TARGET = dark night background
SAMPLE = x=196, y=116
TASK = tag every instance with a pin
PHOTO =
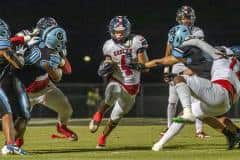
x=86, y=24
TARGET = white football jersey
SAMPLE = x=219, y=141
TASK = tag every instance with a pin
x=196, y=32
x=117, y=51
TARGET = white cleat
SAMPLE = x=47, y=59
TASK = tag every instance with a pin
x=100, y=146
x=93, y=126
x=186, y=117
x=157, y=147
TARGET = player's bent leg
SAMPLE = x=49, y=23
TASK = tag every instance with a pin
x=20, y=127
x=231, y=137
x=199, y=130
x=184, y=95
x=196, y=104
x=57, y=101
x=107, y=130
x=112, y=92
x=173, y=130
x=172, y=107
x=121, y=107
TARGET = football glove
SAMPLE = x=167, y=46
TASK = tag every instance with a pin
x=105, y=69
x=54, y=61
x=136, y=66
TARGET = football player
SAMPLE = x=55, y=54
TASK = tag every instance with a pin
x=8, y=59
x=42, y=90
x=185, y=16
x=124, y=83
x=214, y=97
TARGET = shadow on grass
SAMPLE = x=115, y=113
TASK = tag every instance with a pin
x=72, y=150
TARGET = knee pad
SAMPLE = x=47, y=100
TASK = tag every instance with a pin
x=113, y=90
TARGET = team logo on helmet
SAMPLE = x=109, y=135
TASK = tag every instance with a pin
x=119, y=23
x=178, y=34
x=59, y=36
x=185, y=12
x=46, y=22
x=55, y=38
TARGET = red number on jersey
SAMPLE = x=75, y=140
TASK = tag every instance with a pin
x=127, y=70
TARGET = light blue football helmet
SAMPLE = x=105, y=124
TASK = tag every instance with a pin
x=119, y=23
x=55, y=38
x=236, y=51
x=4, y=35
x=178, y=34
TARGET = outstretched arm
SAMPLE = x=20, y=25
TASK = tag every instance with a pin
x=167, y=60
x=16, y=60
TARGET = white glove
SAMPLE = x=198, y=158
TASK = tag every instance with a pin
x=33, y=40
x=21, y=50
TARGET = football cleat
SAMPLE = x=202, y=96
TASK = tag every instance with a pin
x=163, y=132
x=186, y=117
x=95, y=122
x=64, y=130
x=101, y=142
x=157, y=147
x=202, y=135
x=12, y=149
x=232, y=140
x=19, y=142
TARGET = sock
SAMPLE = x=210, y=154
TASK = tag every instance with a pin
x=171, y=112
x=171, y=132
x=227, y=132
x=184, y=94
x=198, y=125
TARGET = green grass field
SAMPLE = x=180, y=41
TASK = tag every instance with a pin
x=127, y=142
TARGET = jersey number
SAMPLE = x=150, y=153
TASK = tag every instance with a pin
x=126, y=70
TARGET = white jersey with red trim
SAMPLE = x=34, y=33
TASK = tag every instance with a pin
x=195, y=32
x=117, y=51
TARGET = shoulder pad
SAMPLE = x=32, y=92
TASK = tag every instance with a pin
x=33, y=56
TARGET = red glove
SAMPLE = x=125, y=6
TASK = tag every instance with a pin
x=17, y=40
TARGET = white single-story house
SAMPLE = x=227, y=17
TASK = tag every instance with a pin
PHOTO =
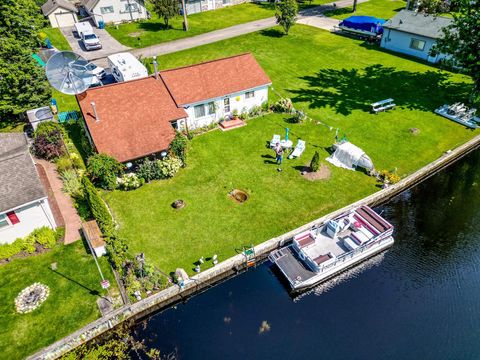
x=60, y=13
x=414, y=34
x=196, y=6
x=115, y=11
x=214, y=90
x=23, y=201
x=134, y=119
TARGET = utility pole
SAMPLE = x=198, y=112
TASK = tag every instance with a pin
x=185, y=22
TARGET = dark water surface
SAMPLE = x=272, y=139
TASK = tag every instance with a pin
x=420, y=300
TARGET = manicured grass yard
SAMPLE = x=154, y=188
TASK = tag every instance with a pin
x=334, y=79
x=74, y=289
x=384, y=9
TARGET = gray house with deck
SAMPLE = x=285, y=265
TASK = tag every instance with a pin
x=414, y=34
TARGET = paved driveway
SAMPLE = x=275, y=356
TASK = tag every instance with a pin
x=109, y=44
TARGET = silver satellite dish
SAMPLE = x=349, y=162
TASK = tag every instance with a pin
x=67, y=72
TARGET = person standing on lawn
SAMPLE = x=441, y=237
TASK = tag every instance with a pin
x=279, y=153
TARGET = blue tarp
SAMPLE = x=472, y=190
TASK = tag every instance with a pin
x=365, y=23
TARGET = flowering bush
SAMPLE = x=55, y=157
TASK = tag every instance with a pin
x=283, y=106
x=169, y=166
x=130, y=181
x=31, y=298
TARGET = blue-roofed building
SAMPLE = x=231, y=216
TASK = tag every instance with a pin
x=414, y=34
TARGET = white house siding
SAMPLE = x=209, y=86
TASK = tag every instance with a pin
x=62, y=18
x=238, y=102
x=31, y=216
x=120, y=13
x=400, y=41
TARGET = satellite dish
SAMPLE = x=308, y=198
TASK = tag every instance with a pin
x=67, y=72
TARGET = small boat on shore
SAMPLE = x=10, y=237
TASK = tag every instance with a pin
x=321, y=253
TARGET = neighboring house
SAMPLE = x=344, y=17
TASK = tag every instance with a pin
x=196, y=6
x=213, y=90
x=414, y=34
x=60, y=13
x=115, y=11
x=134, y=119
x=23, y=201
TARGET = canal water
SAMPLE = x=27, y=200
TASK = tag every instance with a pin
x=419, y=300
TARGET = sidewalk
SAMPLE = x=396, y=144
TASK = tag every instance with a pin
x=71, y=219
x=313, y=17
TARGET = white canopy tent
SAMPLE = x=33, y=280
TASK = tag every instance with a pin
x=349, y=156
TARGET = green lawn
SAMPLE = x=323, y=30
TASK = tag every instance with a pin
x=70, y=305
x=332, y=78
x=384, y=9
x=57, y=39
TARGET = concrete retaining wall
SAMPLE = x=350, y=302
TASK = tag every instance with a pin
x=232, y=265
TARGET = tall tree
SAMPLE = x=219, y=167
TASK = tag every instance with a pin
x=461, y=40
x=165, y=9
x=22, y=81
x=286, y=13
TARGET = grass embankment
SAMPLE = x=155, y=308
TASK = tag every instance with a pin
x=74, y=290
x=332, y=78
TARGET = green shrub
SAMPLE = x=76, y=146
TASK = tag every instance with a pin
x=103, y=170
x=315, y=163
x=148, y=170
x=178, y=147
x=72, y=184
x=130, y=181
x=97, y=206
x=169, y=166
x=45, y=237
x=63, y=163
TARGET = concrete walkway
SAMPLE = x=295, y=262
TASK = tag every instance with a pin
x=313, y=17
x=72, y=221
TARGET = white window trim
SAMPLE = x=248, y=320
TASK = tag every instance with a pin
x=419, y=40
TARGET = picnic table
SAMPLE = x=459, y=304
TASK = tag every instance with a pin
x=383, y=105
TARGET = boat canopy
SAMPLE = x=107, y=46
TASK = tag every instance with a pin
x=364, y=23
x=349, y=156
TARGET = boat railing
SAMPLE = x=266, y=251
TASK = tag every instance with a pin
x=352, y=253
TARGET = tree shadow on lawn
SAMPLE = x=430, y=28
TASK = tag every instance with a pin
x=355, y=89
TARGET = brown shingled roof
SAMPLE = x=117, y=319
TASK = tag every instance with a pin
x=212, y=79
x=134, y=118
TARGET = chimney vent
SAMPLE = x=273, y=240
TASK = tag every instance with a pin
x=97, y=118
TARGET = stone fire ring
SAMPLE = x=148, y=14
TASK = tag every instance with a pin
x=31, y=298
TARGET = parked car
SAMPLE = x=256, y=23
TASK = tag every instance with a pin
x=88, y=37
x=126, y=67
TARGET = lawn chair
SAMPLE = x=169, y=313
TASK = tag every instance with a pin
x=298, y=149
x=275, y=140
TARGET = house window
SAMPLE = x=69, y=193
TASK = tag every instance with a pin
x=211, y=108
x=249, y=94
x=199, y=111
x=106, y=9
x=226, y=105
x=132, y=7
x=3, y=221
x=417, y=44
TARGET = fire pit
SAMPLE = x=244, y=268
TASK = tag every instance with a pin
x=178, y=204
x=31, y=298
x=239, y=196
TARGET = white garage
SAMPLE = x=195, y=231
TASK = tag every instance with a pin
x=61, y=13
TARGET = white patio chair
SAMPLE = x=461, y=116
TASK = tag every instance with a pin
x=299, y=149
x=275, y=140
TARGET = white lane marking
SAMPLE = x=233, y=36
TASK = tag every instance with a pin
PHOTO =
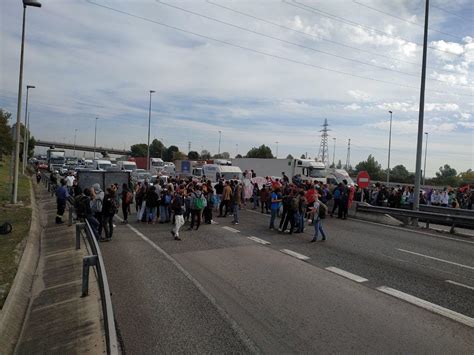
x=458, y=317
x=241, y=333
x=258, y=240
x=442, y=260
x=411, y=230
x=346, y=274
x=459, y=284
x=295, y=254
x=233, y=230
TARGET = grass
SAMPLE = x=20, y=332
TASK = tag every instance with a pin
x=12, y=245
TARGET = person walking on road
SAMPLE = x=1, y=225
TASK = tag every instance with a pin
x=275, y=206
x=127, y=197
x=109, y=210
x=61, y=199
x=236, y=201
x=197, y=202
x=177, y=208
x=318, y=213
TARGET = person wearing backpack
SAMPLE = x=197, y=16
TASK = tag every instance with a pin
x=109, y=210
x=318, y=213
x=127, y=198
x=177, y=206
x=197, y=203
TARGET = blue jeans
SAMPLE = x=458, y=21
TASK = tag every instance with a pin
x=272, y=217
x=318, y=227
x=236, y=212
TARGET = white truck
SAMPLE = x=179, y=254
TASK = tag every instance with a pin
x=214, y=172
x=308, y=169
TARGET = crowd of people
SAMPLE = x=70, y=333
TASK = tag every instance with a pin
x=180, y=201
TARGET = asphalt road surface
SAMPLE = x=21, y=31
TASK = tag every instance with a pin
x=245, y=289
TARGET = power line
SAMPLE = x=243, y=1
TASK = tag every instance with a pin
x=300, y=45
x=356, y=24
x=452, y=13
x=290, y=60
x=321, y=37
x=405, y=20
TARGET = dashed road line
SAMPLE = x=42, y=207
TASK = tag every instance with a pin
x=258, y=240
x=460, y=284
x=230, y=229
x=295, y=254
x=437, y=259
x=458, y=317
x=346, y=274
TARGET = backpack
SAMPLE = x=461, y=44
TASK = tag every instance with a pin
x=322, y=210
x=199, y=202
x=128, y=198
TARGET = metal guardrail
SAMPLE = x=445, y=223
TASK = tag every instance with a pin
x=93, y=260
x=427, y=217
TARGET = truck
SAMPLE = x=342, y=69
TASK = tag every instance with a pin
x=56, y=159
x=308, y=169
x=215, y=172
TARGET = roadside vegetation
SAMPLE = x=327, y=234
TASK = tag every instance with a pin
x=12, y=245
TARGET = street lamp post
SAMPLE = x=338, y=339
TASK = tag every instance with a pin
x=149, y=125
x=389, y=148
x=16, y=167
x=95, y=135
x=25, y=138
x=334, y=152
x=75, y=132
x=426, y=152
x=219, y=148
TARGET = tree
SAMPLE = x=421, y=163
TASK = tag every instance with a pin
x=261, y=152
x=6, y=147
x=156, y=148
x=372, y=167
x=138, y=150
x=399, y=174
x=193, y=155
x=205, y=155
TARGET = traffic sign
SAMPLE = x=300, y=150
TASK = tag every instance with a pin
x=363, y=179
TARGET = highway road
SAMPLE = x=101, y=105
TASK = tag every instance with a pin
x=245, y=289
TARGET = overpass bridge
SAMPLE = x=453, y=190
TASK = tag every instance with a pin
x=84, y=148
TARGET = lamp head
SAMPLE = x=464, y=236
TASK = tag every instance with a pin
x=33, y=3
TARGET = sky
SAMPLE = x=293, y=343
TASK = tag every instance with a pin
x=260, y=71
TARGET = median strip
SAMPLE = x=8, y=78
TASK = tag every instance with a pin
x=295, y=254
x=346, y=274
x=458, y=317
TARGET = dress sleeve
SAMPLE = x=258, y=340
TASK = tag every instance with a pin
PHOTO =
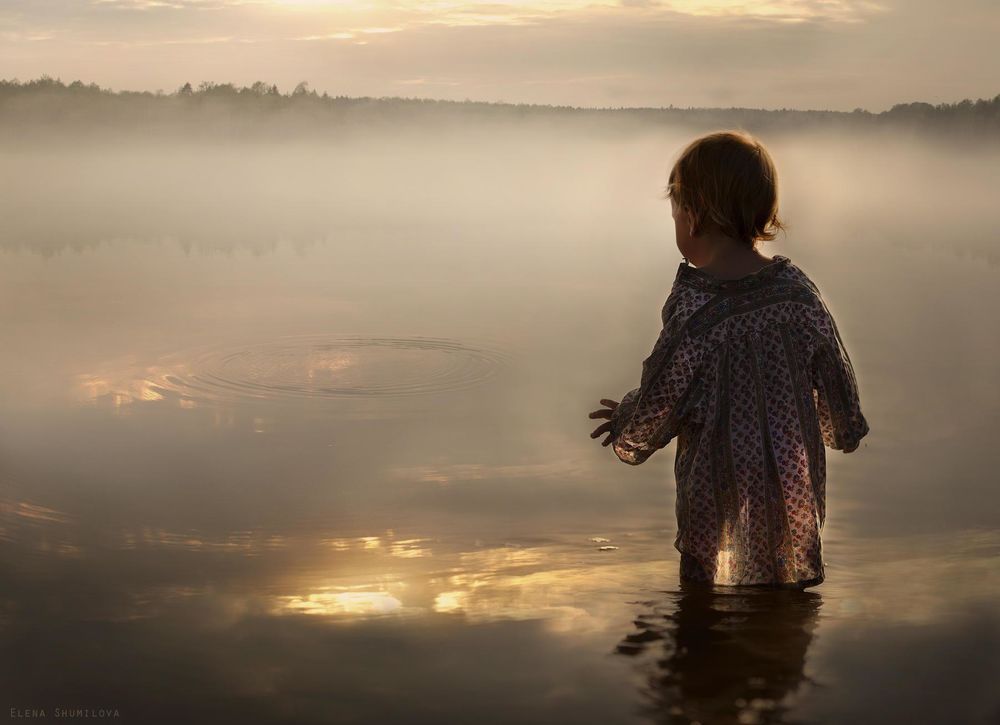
x=835, y=387
x=648, y=417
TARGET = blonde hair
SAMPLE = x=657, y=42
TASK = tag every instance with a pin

************

EXERCISE AIM:
Beginning with the line that holds "TARGET = metal guardrail" and ending with the last line of the material above, extract every line exactly, pictures excluded.

REPLY:
TARGET = metal guardrail
SAMPLE = x=445, y=223
TASK = tag every instance with a pin
x=93, y=260
x=427, y=217
TARGET = truck
SAMPLE = x=342, y=69
TASK = tag every instance with a pin
x=56, y=159
x=308, y=169
x=215, y=172
TARGET = roadside vegetation
SAMPLE = x=327, y=234
TASK = tag every instance with a pin
x=12, y=245
TARGET = street lamp post
SAMPLE = x=338, y=339
TASK = tag every instance with a pin
x=149, y=125
x=389, y=148
x=16, y=167
x=95, y=135
x=25, y=138
x=334, y=152
x=75, y=132
x=426, y=152
x=219, y=148
TARGET = tree
SAMPLE = x=421, y=163
TASK = tag every instance with a pin
x=261, y=152
x=6, y=147
x=156, y=148
x=372, y=167
x=138, y=150
x=399, y=174
x=193, y=155
x=205, y=155
TARGET = traffic sign
SAMPLE = x=300, y=150
TASK = tag every instance with a pin
x=363, y=179
TARGET = highway road
SAMPLE = x=101, y=105
TASK = tag every instance with a pin
x=245, y=289
TARGET = overpass bridge
SAMPLE = x=453, y=190
TASK = tag every instance with a pin
x=84, y=148
TARGET = lamp head
SAMPLE = x=464, y=236
TASK = tag every instance with a pin
x=33, y=3
TARGET = sky
SAMPLE = x=293, y=343
TASK = tag every instance with a pin
x=260, y=71
TARGET = median strip
SAMPLE = x=8, y=78
TASK = tag every instance with a pin
x=295, y=254
x=346, y=274
x=458, y=317
TARGET = dress sleeve
SAMPLE = x=258, y=340
TASK = tag every instance with a pin
PHOTO =
x=835, y=387
x=648, y=417
TARGET = blonde hair
SAMPLE = x=657, y=42
TASK = tag every instance with a pin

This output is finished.